Some records:
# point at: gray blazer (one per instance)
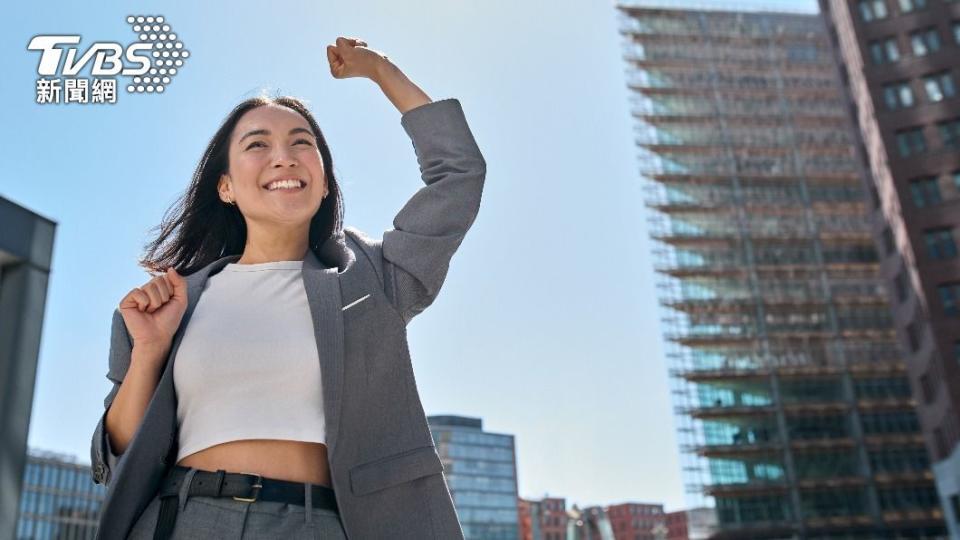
(386, 472)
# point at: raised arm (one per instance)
(414, 256)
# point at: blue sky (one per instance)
(547, 326)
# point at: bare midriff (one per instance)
(295, 461)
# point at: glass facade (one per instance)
(59, 500)
(481, 473)
(795, 413)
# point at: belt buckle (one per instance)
(257, 485)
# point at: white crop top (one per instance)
(248, 365)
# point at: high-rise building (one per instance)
(901, 68)
(794, 406)
(59, 500)
(481, 472)
(26, 248)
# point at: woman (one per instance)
(291, 409)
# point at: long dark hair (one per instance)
(204, 229)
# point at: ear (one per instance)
(225, 188)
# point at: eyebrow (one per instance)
(267, 132)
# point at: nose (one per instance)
(283, 156)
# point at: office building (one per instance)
(481, 472)
(794, 405)
(900, 63)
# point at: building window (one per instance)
(906, 6)
(925, 191)
(941, 443)
(888, 244)
(950, 133)
(925, 42)
(926, 388)
(884, 50)
(900, 284)
(939, 86)
(913, 336)
(940, 243)
(873, 9)
(911, 142)
(898, 95)
(949, 298)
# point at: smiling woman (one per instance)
(268, 369)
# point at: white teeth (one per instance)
(280, 184)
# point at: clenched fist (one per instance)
(351, 57)
(153, 311)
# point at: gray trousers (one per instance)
(214, 518)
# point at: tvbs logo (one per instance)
(152, 61)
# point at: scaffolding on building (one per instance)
(794, 409)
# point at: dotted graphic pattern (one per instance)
(168, 53)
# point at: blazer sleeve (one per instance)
(415, 254)
(102, 458)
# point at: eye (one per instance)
(251, 145)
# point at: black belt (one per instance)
(247, 487)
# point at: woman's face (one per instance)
(268, 143)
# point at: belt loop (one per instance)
(220, 473)
(185, 488)
(308, 502)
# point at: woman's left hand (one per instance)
(351, 57)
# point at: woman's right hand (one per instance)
(153, 311)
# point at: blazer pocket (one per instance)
(394, 470)
(359, 305)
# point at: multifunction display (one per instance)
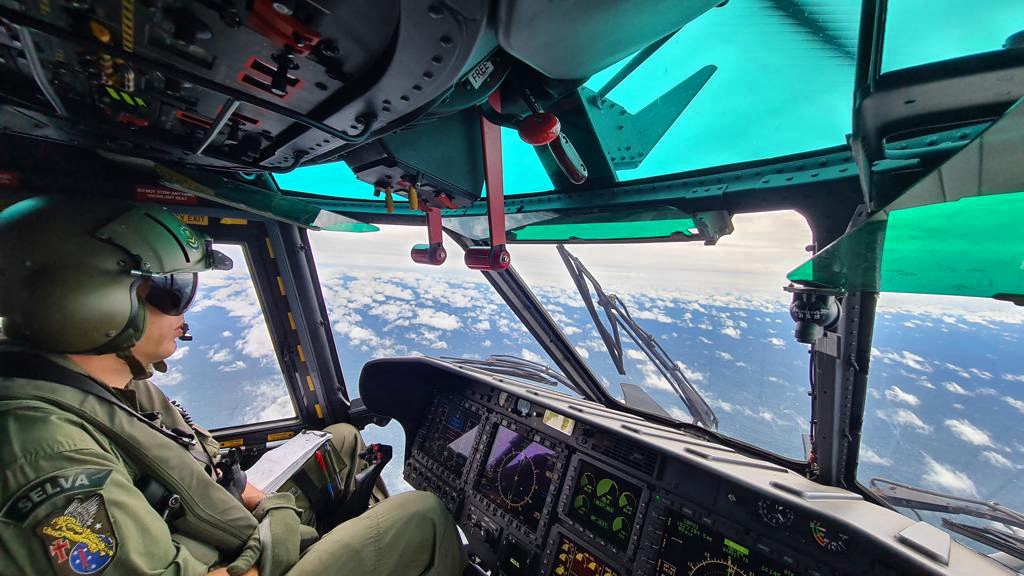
(450, 440)
(604, 503)
(573, 560)
(691, 549)
(517, 477)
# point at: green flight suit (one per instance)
(69, 505)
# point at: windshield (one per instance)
(719, 313)
(946, 398)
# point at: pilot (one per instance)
(97, 474)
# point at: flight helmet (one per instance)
(71, 269)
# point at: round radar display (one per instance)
(517, 476)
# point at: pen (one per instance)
(327, 476)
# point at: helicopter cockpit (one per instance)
(656, 287)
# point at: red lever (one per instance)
(433, 253)
(494, 257)
(539, 128)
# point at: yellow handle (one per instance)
(414, 198)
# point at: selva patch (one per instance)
(64, 483)
(80, 539)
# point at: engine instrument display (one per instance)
(517, 477)
(450, 440)
(573, 560)
(691, 549)
(604, 503)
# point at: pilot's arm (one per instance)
(69, 505)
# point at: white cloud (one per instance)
(903, 417)
(531, 356)
(180, 353)
(947, 479)
(969, 433)
(904, 358)
(693, 374)
(257, 344)
(268, 401)
(896, 395)
(219, 356)
(955, 388)
(1014, 402)
(436, 319)
(872, 457)
(996, 459)
(235, 366)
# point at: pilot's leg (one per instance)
(406, 535)
(349, 445)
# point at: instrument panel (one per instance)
(547, 485)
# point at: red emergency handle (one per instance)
(487, 257)
(432, 254)
(539, 129)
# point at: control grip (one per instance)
(568, 159)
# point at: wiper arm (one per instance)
(517, 368)
(906, 496)
(1003, 540)
(619, 316)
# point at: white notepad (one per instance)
(275, 466)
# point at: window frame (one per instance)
(254, 236)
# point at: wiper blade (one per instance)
(906, 496)
(619, 317)
(1003, 540)
(518, 368)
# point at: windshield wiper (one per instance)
(517, 368)
(906, 496)
(619, 317)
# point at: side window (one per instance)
(946, 399)
(228, 375)
(383, 304)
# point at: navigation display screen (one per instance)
(517, 477)
(573, 560)
(688, 547)
(451, 437)
(604, 503)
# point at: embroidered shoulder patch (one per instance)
(80, 539)
(73, 481)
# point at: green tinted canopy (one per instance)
(956, 232)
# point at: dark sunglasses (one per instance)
(172, 293)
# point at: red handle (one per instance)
(568, 159)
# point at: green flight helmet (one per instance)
(70, 270)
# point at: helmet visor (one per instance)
(172, 293)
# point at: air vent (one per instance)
(630, 454)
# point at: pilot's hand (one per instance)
(251, 496)
(223, 572)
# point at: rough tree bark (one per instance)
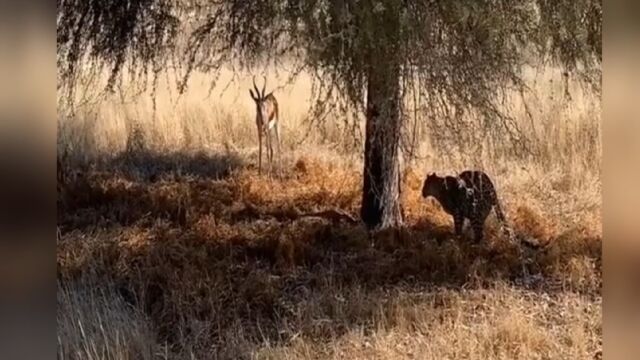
(381, 188)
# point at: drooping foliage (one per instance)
(456, 55)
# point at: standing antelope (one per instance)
(266, 120)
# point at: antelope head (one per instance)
(263, 111)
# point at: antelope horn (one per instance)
(255, 87)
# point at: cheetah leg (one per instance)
(458, 221)
(478, 229)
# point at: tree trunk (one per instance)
(381, 188)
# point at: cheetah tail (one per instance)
(499, 213)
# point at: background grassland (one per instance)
(170, 245)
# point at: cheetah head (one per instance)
(432, 185)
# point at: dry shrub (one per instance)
(245, 272)
(93, 322)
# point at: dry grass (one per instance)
(178, 249)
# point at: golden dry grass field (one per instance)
(171, 246)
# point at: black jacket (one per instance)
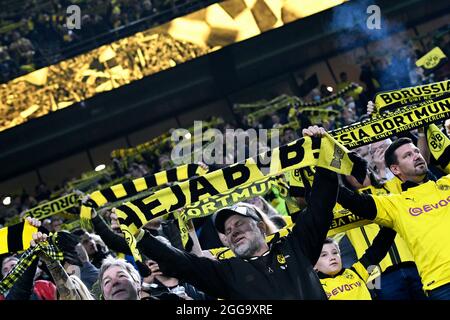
(284, 272)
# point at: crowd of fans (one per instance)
(92, 269)
(42, 37)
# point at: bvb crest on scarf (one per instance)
(281, 259)
(436, 140)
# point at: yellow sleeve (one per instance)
(361, 271)
(386, 210)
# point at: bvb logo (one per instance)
(436, 142)
(432, 62)
(348, 275)
(281, 259)
(337, 157)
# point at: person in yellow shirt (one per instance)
(350, 283)
(420, 214)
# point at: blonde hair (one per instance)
(81, 288)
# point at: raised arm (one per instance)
(204, 273)
(360, 204)
(379, 248)
(312, 224)
(64, 285)
(113, 240)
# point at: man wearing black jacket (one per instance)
(281, 269)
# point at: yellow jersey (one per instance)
(421, 215)
(349, 284)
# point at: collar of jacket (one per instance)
(410, 184)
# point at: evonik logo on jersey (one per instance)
(416, 211)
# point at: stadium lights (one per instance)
(100, 167)
(7, 201)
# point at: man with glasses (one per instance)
(280, 269)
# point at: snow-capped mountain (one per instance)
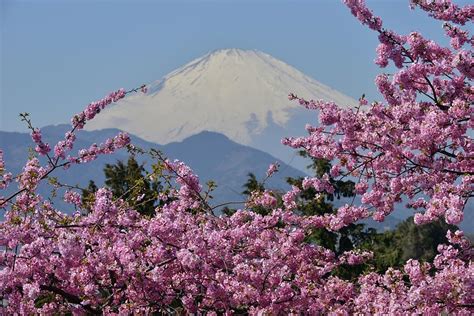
(239, 93)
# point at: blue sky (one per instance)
(57, 56)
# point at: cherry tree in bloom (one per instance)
(108, 258)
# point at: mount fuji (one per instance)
(239, 93)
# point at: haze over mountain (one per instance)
(239, 93)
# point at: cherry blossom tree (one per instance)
(111, 259)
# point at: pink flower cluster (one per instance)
(112, 260)
(416, 143)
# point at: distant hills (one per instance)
(242, 94)
(213, 156)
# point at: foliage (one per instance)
(112, 259)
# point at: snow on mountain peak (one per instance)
(231, 91)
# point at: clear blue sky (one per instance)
(57, 56)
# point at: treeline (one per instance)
(131, 182)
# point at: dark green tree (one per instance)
(408, 240)
(129, 181)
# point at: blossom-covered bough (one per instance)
(107, 258)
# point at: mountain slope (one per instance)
(239, 93)
(212, 156)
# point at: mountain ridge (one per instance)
(239, 93)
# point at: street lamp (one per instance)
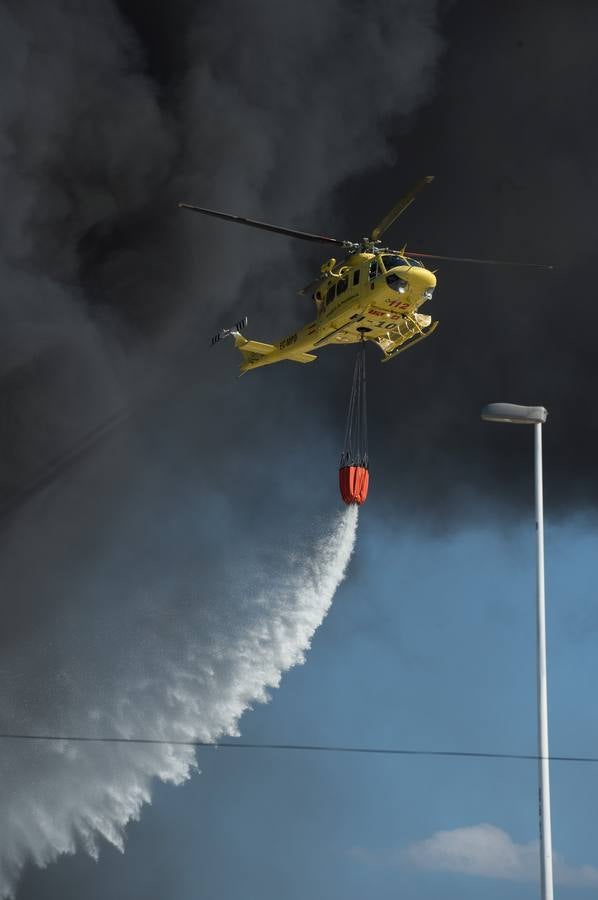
(536, 416)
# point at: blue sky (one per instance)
(430, 643)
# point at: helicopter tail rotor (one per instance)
(236, 329)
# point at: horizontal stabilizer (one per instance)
(255, 347)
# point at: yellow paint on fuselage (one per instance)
(355, 301)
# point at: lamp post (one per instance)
(536, 416)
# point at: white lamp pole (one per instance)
(536, 416)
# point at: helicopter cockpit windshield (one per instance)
(391, 262)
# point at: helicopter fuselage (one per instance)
(369, 296)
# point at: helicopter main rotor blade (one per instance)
(400, 208)
(486, 262)
(240, 220)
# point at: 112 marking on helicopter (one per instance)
(373, 294)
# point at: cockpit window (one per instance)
(391, 262)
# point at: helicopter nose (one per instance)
(423, 279)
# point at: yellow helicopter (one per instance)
(373, 294)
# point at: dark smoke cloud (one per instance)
(512, 142)
(137, 585)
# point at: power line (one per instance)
(310, 748)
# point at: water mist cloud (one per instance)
(187, 675)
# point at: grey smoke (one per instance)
(149, 588)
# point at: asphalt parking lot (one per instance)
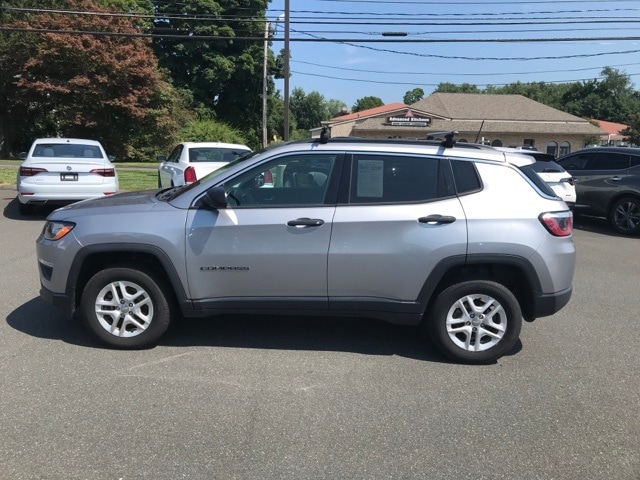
(291, 398)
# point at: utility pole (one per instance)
(264, 86)
(286, 70)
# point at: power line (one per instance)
(475, 74)
(360, 80)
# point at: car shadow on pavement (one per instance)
(11, 210)
(356, 335)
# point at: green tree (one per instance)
(103, 87)
(224, 75)
(308, 109)
(413, 96)
(210, 131)
(366, 103)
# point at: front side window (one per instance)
(392, 179)
(289, 181)
(175, 154)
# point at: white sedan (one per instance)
(190, 161)
(64, 170)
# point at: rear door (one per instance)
(399, 220)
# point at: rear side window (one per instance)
(465, 176)
(577, 161)
(395, 179)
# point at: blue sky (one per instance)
(351, 70)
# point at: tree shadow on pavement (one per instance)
(365, 336)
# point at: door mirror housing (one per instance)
(215, 198)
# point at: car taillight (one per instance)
(104, 172)
(30, 172)
(559, 224)
(568, 180)
(190, 175)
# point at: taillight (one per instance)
(30, 172)
(568, 180)
(190, 175)
(559, 224)
(104, 172)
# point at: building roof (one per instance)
(613, 129)
(473, 106)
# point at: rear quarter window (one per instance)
(465, 176)
(532, 175)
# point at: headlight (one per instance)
(56, 230)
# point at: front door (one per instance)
(271, 243)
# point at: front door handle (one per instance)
(305, 222)
(437, 219)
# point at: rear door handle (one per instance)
(437, 219)
(306, 222)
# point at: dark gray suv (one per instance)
(607, 181)
(462, 239)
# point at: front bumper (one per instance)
(60, 300)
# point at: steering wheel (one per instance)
(242, 196)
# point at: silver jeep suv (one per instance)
(460, 238)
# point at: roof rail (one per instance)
(449, 137)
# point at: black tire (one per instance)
(138, 323)
(624, 216)
(25, 208)
(463, 333)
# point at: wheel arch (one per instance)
(94, 258)
(515, 273)
(619, 196)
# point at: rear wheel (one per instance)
(126, 307)
(624, 216)
(475, 322)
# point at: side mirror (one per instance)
(215, 198)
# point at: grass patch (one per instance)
(129, 180)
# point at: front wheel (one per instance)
(126, 307)
(625, 216)
(475, 322)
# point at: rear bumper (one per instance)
(549, 304)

### Task requirements
Repeat, exactly and only, the lines above from the one containing "# point at: rear door handle" through the end of the material.

### Result of this exercise
# point at: rear door handle (one per instance)
(437, 219)
(306, 222)
# point at: dark gray suv (one per instance)
(607, 181)
(462, 239)
# point at: front bumper (one per instance)
(60, 300)
# point at: steering wheel (one per instance)
(242, 196)
# point at: silver jeep suv (one per instance)
(460, 238)
# point at: roof rail (one per instance)
(449, 137)
# point at: black tire (one per instance)
(138, 323)
(624, 216)
(25, 208)
(463, 333)
# point at: wheel arch (one per instance)
(94, 258)
(515, 273)
(619, 196)
# point at: rear wheel (one per instance)
(126, 307)
(624, 216)
(475, 322)
# point at: side mirror (one per instance)
(215, 198)
# point at: grass patch (one per instance)
(129, 180)
# point at: front wheel (one per instance)
(126, 307)
(625, 216)
(475, 322)
# point at: rear bumper (one per instance)
(549, 304)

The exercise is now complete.